=== MATERIAL SUPPLIED ===
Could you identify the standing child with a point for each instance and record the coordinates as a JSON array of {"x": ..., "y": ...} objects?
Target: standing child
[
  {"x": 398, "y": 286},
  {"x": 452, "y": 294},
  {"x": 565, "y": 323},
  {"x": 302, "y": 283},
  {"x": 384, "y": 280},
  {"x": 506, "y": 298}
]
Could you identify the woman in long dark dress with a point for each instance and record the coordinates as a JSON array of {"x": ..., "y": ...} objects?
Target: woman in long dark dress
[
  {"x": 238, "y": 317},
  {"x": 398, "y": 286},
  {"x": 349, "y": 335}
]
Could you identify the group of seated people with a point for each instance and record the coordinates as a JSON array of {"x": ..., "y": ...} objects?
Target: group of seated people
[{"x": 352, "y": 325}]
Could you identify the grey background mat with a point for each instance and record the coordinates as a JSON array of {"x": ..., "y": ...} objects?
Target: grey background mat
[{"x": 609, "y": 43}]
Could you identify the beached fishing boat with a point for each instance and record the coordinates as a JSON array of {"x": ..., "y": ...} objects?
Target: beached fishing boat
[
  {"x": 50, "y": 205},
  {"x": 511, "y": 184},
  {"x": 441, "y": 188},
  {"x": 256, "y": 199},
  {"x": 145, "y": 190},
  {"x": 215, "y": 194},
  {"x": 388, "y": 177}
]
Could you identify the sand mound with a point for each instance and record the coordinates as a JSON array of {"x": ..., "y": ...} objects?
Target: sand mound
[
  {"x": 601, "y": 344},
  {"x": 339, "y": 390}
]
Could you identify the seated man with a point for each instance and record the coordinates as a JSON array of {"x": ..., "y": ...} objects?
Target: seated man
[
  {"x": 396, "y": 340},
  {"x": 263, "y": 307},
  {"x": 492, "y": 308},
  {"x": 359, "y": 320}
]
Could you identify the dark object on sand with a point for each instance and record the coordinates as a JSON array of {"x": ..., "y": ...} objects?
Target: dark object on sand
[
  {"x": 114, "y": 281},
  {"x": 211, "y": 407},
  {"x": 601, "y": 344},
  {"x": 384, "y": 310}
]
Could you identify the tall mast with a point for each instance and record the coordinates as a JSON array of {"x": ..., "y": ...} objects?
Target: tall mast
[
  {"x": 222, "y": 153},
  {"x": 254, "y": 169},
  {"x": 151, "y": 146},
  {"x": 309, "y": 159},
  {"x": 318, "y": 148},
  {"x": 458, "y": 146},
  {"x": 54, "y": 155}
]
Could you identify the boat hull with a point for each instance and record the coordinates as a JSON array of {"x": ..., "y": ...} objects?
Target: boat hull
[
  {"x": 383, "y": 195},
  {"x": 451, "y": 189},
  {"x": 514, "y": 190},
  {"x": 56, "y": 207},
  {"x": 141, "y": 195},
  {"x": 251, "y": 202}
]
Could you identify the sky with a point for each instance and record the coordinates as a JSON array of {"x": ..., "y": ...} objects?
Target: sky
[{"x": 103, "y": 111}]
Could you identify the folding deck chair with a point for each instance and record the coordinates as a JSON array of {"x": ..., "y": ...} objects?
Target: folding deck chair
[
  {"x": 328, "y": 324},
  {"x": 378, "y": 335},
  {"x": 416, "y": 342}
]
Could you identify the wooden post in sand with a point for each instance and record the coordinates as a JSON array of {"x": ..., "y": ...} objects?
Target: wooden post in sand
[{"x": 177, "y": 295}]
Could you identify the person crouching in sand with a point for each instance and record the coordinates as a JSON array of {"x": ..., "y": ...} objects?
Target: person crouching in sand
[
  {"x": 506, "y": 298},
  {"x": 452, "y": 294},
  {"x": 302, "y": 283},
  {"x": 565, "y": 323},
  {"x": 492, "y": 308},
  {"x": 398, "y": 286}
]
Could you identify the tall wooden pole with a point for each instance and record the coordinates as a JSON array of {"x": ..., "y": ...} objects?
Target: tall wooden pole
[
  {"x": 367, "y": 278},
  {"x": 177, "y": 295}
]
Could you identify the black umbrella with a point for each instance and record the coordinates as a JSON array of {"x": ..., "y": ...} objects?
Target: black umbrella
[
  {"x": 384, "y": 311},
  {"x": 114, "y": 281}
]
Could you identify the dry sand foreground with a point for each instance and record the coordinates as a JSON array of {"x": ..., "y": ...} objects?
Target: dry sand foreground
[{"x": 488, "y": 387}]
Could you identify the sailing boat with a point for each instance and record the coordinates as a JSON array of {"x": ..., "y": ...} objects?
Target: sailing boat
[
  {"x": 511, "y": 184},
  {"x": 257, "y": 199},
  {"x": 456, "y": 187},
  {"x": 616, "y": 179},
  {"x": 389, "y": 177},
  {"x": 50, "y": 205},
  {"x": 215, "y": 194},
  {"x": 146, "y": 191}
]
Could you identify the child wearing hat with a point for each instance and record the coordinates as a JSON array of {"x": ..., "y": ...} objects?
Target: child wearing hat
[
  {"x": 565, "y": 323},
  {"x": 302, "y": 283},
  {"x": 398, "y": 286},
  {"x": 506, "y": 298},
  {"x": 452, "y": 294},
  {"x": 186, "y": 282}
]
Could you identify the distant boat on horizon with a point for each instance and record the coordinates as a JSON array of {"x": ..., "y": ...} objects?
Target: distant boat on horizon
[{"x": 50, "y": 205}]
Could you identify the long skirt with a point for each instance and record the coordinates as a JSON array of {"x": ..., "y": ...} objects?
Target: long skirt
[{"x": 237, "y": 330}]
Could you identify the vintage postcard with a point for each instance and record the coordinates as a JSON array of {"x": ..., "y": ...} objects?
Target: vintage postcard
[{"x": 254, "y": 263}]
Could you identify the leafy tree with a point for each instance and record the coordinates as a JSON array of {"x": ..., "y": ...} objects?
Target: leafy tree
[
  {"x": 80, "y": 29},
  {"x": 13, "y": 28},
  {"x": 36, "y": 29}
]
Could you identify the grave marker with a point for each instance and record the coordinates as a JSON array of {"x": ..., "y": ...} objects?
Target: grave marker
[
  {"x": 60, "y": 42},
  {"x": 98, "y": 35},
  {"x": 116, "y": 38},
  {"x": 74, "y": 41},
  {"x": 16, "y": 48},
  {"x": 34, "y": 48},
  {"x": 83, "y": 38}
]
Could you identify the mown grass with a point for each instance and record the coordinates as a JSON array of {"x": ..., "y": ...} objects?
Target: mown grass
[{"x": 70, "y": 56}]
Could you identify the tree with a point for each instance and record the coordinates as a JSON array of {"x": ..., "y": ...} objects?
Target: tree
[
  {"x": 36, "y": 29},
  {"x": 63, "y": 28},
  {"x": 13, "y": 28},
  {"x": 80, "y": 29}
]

=== WHAT TO DO ===
The answer must be the full listing, restated word for word.

=== ANSWER SPACE ===
Could you identify the standing child with a point for each instance and record the coordinates as a JSON array of {"x": ..., "y": ...} objects?
Target: standing child
[
  {"x": 398, "y": 286},
  {"x": 452, "y": 294},
  {"x": 565, "y": 323},
  {"x": 302, "y": 283},
  {"x": 384, "y": 280},
  {"x": 506, "y": 298}
]
Could you identify the woman in long dark dress with a point for each instance and record the coordinates as a JSON array of {"x": ..., "y": ...} objects?
Target: woman in long dark dress
[
  {"x": 238, "y": 317},
  {"x": 398, "y": 286},
  {"x": 349, "y": 335}
]
Could you identify the group of seated people with a point for each instance and record the coordinates as a JSON array of {"x": ..., "y": ...} objects?
Target: group of seated people
[{"x": 352, "y": 325}]
Could you identify the grey background mat with a point for each instance and record the coordinates as a JSON array of {"x": ..., "y": ...} objects?
Target: grey background mat
[{"x": 609, "y": 43}]
Could you identify the beached fishing boat with a point for each instance and record the coordinates as a JSON array of {"x": ..., "y": ...} objects?
Target: beached fishing boat
[
  {"x": 50, "y": 205},
  {"x": 511, "y": 184},
  {"x": 441, "y": 188},
  {"x": 256, "y": 199},
  {"x": 145, "y": 190},
  {"x": 215, "y": 194},
  {"x": 388, "y": 177}
]
Could you identify the sand mound with a point for each instance and record the coordinates as a JSON array of {"x": ..., "y": ...} objects?
Target: sand mound
[
  {"x": 601, "y": 344},
  {"x": 339, "y": 390}
]
Could you identify the seated man with a point for each instance and record the coordinates as a JSON array of {"x": ..., "y": ...} objects?
Target: seated man
[
  {"x": 396, "y": 340},
  {"x": 263, "y": 307},
  {"x": 492, "y": 308},
  {"x": 359, "y": 320}
]
Could you identify the dark object on sand with a point for each instance and record the coordinates as a JSON array of {"x": ..., "y": ...} objects?
Target: dark object on sand
[
  {"x": 114, "y": 281},
  {"x": 211, "y": 407},
  {"x": 601, "y": 344},
  {"x": 384, "y": 310}
]
Could you identify the tall mast with a point for each instance and record the coordinates as a JSON array of {"x": ..., "y": ...} objects?
Target: tall mast
[
  {"x": 222, "y": 153},
  {"x": 254, "y": 169},
  {"x": 151, "y": 146},
  {"x": 309, "y": 159},
  {"x": 318, "y": 148},
  {"x": 458, "y": 146},
  {"x": 54, "y": 155}
]
Could you identify the boat hull with a point for each instance and record the coordinates as a JSON array of {"x": ..., "y": ...} objects?
Target: boat hull
[
  {"x": 383, "y": 195},
  {"x": 451, "y": 189},
  {"x": 514, "y": 190},
  {"x": 56, "y": 207},
  {"x": 141, "y": 195},
  {"x": 251, "y": 202}
]
Could you identify the sky with a point for each instance and record the coordinates as a JSON array of {"x": ..., "y": ...} objects?
Target: sky
[{"x": 103, "y": 111}]
Could you identify the folding deck chair with a point for each instance and record the coordinates as a JSON array of {"x": ..., "y": ...} objects?
Target: folding deck chair
[
  {"x": 328, "y": 324},
  {"x": 378, "y": 335},
  {"x": 416, "y": 342}
]
Could you identify the wooden post in sand with a point for each instance and record the coordinates as a JSON array of {"x": ..., "y": ...} objects?
Target: wooden post in sand
[{"x": 177, "y": 295}]
Could you identify the person crouching in sand with a point for each instance and record the coordinates as a JSON array of {"x": ..., "y": ...} objects?
Target: person crouching in sand
[
  {"x": 506, "y": 298},
  {"x": 452, "y": 294},
  {"x": 302, "y": 283},
  {"x": 565, "y": 323},
  {"x": 492, "y": 308},
  {"x": 398, "y": 286}
]
Could you identify the tall wooden pole with a point for each instance and record the coordinates as a JSON array of {"x": ..., "y": ...} objects?
Target: tall wooden pole
[
  {"x": 367, "y": 278},
  {"x": 177, "y": 295}
]
Could you identify the black umbrella with a point for each instance and record the coordinates as a JSON array of {"x": ..., "y": ...} objects?
Target: black umbrella
[
  {"x": 384, "y": 311},
  {"x": 114, "y": 281}
]
Could you identify the dry sand foreground with a point for each instance and record the coordinates as a JSON array of {"x": ..., "y": ...} objects?
Target: dry sand foreground
[{"x": 488, "y": 387}]
Could you identify the sailing boat with a point for each instance and record the coordinates as a JSON array of {"x": ..., "y": ...} objects?
Target: sailing boat
[
  {"x": 511, "y": 184},
  {"x": 257, "y": 199},
  {"x": 456, "y": 187},
  {"x": 616, "y": 179},
  {"x": 389, "y": 177},
  {"x": 50, "y": 205},
  {"x": 215, "y": 194},
  {"x": 146, "y": 191}
]
Could you identify the child wearing hat with a point for each instance and record the coordinates as a JSON array of {"x": ..., "y": ...} objects?
Target: child wearing hat
[
  {"x": 565, "y": 323},
  {"x": 302, "y": 283},
  {"x": 398, "y": 286},
  {"x": 506, "y": 298},
  {"x": 452, "y": 294},
  {"x": 186, "y": 282}
]
Could you identify the distant boat on horizon with a point for each instance and record the coordinates as a JSON array of {"x": ..., "y": ...} objects?
Target: distant boat on horizon
[{"x": 50, "y": 205}]
Could you identify the long skirt with a point for each instance and record the coordinates as a JSON array of {"x": ..., "y": ...} objects?
Target: long skirt
[{"x": 237, "y": 330}]
Could you identify the vintage postcard with a point for each instance and record the coordinates as a JSON array of {"x": ..., "y": ...} objects?
Target: vintage postcard
[{"x": 254, "y": 263}]
Could you identify the leafy tree with a point for each instance and record the coordinates as a JSON array of {"x": ..., "y": ...} objects?
Target: leafy tree
[
  {"x": 80, "y": 29},
  {"x": 13, "y": 28},
  {"x": 36, "y": 29}
]
Could you identify the grave marker with a point for each instance and record the coordinates as a JSON array of {"x": ..., "y": ...} objects?
Target: grave marker
[
  {"x": 60, "y": 42},
  {"x": 98, "y": 35},
  {"x": 116, "y": 38},
  {"x": 74, "y": 41},
  {"x": 16, "y": 48},
  {"x": 34, "y": 48},
  {"x": 83, "y": 38}
]
Could you identify the mown grass with a point for each instance and record the coordinates as a JSON array of {"x": ..., "y": ...} objects?
Target: mown grass
[{"x": 70, "y": 56}]
Could you identify the tree with a point for each instance and record the coordinates as a JSON array of {"x": ..., "y": ...} objects?
Target: tree
[
  {"x": 36, "y": 29},
  {"x": 63, "y": 28},
  {"x": 13, "y": 28},
  {"x": 80, "y": 29}
]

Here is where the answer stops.